ЗАДАНИЕ: По письму Дягилева во фрагменте ниже перечислите всех, кого он должен убедить, и для каждого укажите, в чем именно.

ФРАГМЕНТ ТЕКСТА:
+ + +
Для 3-го Русского сезона Дягилев выбрал две оперы — «Борис Годунов» Мусоргского и «Садко» Римского-Корсакова. Конечно, здесь определенную роль сыграл тот факт, что творчество обоих композиторов пришлось по душе французским зрителям. К тому же обе оперы являли собой яркий пример национальной самобытности и, как отмечает исследователь музыки Русских сезонов И. Вершинина, «были соединены по принципу жанрового контраста: историко-психологическая драма и опера-былина (жанр, неведомый на Западе)».

О том, сколько волнений пришлось пережить импресарио в процессе подготовки к новому «наступлению» на Париж, сколько трудностей преодолеть, отчасти свидетельствуют его десять писем и телеграмма Николаю Андреевичу Римскому-Корсакову, которые ныне хранятся в Отделе рукописей Российской национальной библиотеки.

Когда-то двадцатилетний Сережа Дягилев в сердцах выкрикнул знаменитому композитору, не пожелавшему признать его музыкального дарования: «Будущее покажет, кого из нас история будет считать более великим!» С тех пор многое изменилось. Теперь оба они — композитор и импресарио — великие, к тому же соратники, единомышленники. Да и внешне Дягилев за прошедшие годы настолько изменился, что вряд ли Николай Андреевич узнал в респектабельном и уверенном в себе Сергее Павловиче взъерошенного, обиженного юнца.

Хорошо зная вкусы французской публики, Дягилев пытается убедить любимого композитора внести изменения в сценическую редакцию с учетом вкусов французской публики. 19 апреля 1907 года он пишет из Гранд-отеля «Европа»:

«Дорогой Николай Андреевич

Ваше письмо <так> трогательно, что после него мне вдруг стало легче. Как писать и говорить о вопросах, до того времени смущавших меня; в некоторых выражениях Вашего „послания“ было ко мне какое-то внутреннее доверие, которое меня и тронуло… Что же касается до „Садко“ и Вашего „да“ и „нет“, — то это меня огорчает. Я ужасно всегда боюсь категоричности и всяких „нет“, так же, впрочем, как и многих „да“. От Вас я жду помощи, ибо считаю дело общим. Не забудьте, что великого князя Владимира я должен убедить, что наше предприятие полезно с неофициальной точки зрения; министра финансов, что оно выгодно с экономической стороны, и даже директора театров, что оно принесет пользу для императорской сцены!! И скольких еще!!! И как это трудно!
+ + +
ИСХОДНЫЕ ДАННЫЕ:
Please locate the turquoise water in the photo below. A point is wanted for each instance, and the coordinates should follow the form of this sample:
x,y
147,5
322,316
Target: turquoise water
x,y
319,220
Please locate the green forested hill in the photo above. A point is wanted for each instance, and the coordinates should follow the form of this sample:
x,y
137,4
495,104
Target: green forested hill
+ + +
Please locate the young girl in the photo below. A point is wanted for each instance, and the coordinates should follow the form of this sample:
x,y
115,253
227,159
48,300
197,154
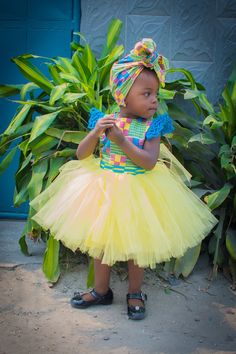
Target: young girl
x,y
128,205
+ + +
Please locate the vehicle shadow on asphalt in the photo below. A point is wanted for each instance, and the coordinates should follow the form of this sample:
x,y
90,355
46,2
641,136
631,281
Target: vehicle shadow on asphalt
+ + +
ОЖИДАЕМЫЙ ОТВЕТ:
- Великий князь Владимир: что предприятие полезно с неофициальной точки зрения.
- Министр финансов: что оно выгодно с экономической стороны.
- Директор театров: что оно принесет пользу для императорской сцены.